1. Introduction

Hollow-core optical fiber (HCF) technology has advanced rapidly in the recent years and has become a promising alternative to the ubiquitous standard single-mode fibers (SSMFs). The latest low-loss HCF record of 0.174 dB/km was achieved using double nested antiresonant nodeless fiber (DNANF) [1], which is a significant improvement over nested antiresonant nodeless fiber (NANFs, 0.28 dB/km [2] in 2020 and 0.22 dB/km [3] in 2021). More importantly, this value is at parity with state-of-the-art Ge-doped SSMFs and it is only 0.03 dB away from the state-of-the-art attenuation in Ge-free silica-core optical fiber ($\sim$ 0.142 dB/km at 1550 nm) [4]. Encouraged by this impressive progress, the commercialization of the HCF technology has reached early-stage implementation. For example, transmission of 400 Gbit/s over >1000 km of cabled-NANFs in a recirculating loop was recently reported [5].

However, the lack of HCF-based components has been a long-standing challenge when it comes to all-fiber integration and HCF-based networks. In order to enable widespread applications of HCFs, HCF-based couplers, filters, wavelength multiplexers, isolators and other functional components are needed. Furthermore, the HCF-based components should maintain the HCF advantages, i.e. low signal latency [6], low nonlinearity [7], low thermal sensitivity [8] and high damage threshold [9].

To date, most of the research has focused on HCF-based couplers [10–12]. The first hollow-core air-gap antiresonant fiber coupler was demonstrated in 2017 [10], which utilised a dual hollow-core antiresonant fiber structure. Energy transfer was realized between the cores in a sinusoidal pattern along the fiber. The coupling strength can be adjusted by tuning the core diameter and air-gap width. Apart from HCF-based coupler, other HCF-based devices are also under exploration. An HCF-based filter was firstly introduced in 2018 [13], where an antiresonant fiber was heated with a CO$_2$ laser, which reshaped the fiber structure and resulted in a change in the thickness of the capillary wall, leading to new transmission bands. Nevertheless, this method required delicate control of power and tension to ensure symmetrical heating without any twists or fiber stretching. This method also lacked the possibility of filter tuning.

__REQUESTS__
1. In the introduction on hollow-core fiber, how did heating an antiresonant fiber with a laser lead to new transmission bands? Answer in one to three sentences.
2. Duplicate the part of the introduction on hollow-core fiber from "However, the lack" up to and including "damage threshold [9].".
The lines that come next are separate material and are not part of the introduction on hollow-core fiber.

Records from a dataset:
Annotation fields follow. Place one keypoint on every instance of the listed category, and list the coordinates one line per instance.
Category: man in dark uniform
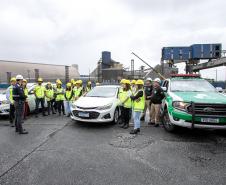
(19, 98)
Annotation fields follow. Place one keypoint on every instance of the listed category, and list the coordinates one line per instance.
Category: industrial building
(31, 71)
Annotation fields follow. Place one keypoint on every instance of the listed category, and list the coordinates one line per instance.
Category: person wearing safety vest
(138, 105)
(60, 97)
(39, 92)
(79, 89)
(69, 94)
(88, 86)
(26, 106)
(126, 104)
(49, 95)
(9, 97)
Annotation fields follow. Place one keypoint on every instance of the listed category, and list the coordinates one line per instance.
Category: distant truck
(192, 102)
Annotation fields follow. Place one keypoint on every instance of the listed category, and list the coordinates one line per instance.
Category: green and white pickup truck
(192, 102)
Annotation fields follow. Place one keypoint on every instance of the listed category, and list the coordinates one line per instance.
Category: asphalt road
(58, 151)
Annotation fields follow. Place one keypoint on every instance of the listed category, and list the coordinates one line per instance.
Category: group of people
(136, 98)
(58, 99)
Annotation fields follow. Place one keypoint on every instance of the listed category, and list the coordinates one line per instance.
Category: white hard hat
(149, 79)
(19, 77)
(157, 80)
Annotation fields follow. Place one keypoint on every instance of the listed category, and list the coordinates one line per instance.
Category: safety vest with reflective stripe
(39, 91)
(49, 94)
(68, 95)
(59, 94)
(124, 95)
(139, 104)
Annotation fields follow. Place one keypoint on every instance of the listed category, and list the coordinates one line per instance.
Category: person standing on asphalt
(19, 98)
(26, 106)
(126, 103)
(39, 92)
(68, 98)
(60, 97)
(49, 95)
(147, 91)
(138, 105)
(156, 99)
(9, 97)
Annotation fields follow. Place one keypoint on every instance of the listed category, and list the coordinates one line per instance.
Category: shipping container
(206, 51)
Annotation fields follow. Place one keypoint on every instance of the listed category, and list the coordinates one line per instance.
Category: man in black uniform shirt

__COMPLETED EXERCISE__
1. The CO$_2$ laser heating reshaped the fiber's structure, which changed the thickness of the capillary wall. That change in wall thickness produced the new transmission bands.

2.
However, the lack of HCF-based components has been a long-standing challenge when it comes to all-fiber integration and HCF-based networks. In order to enable widespread applications of HCFs, HCF-based couplers, filters, wavelength multiplexers, isolators and other functional components are needed. Furthermore, the HCF-based components should maintain the HCF advantages, i.e. low signal latency [6], low nonlinearity [7], low thermal sensitivity [8] and high damage threshold [9].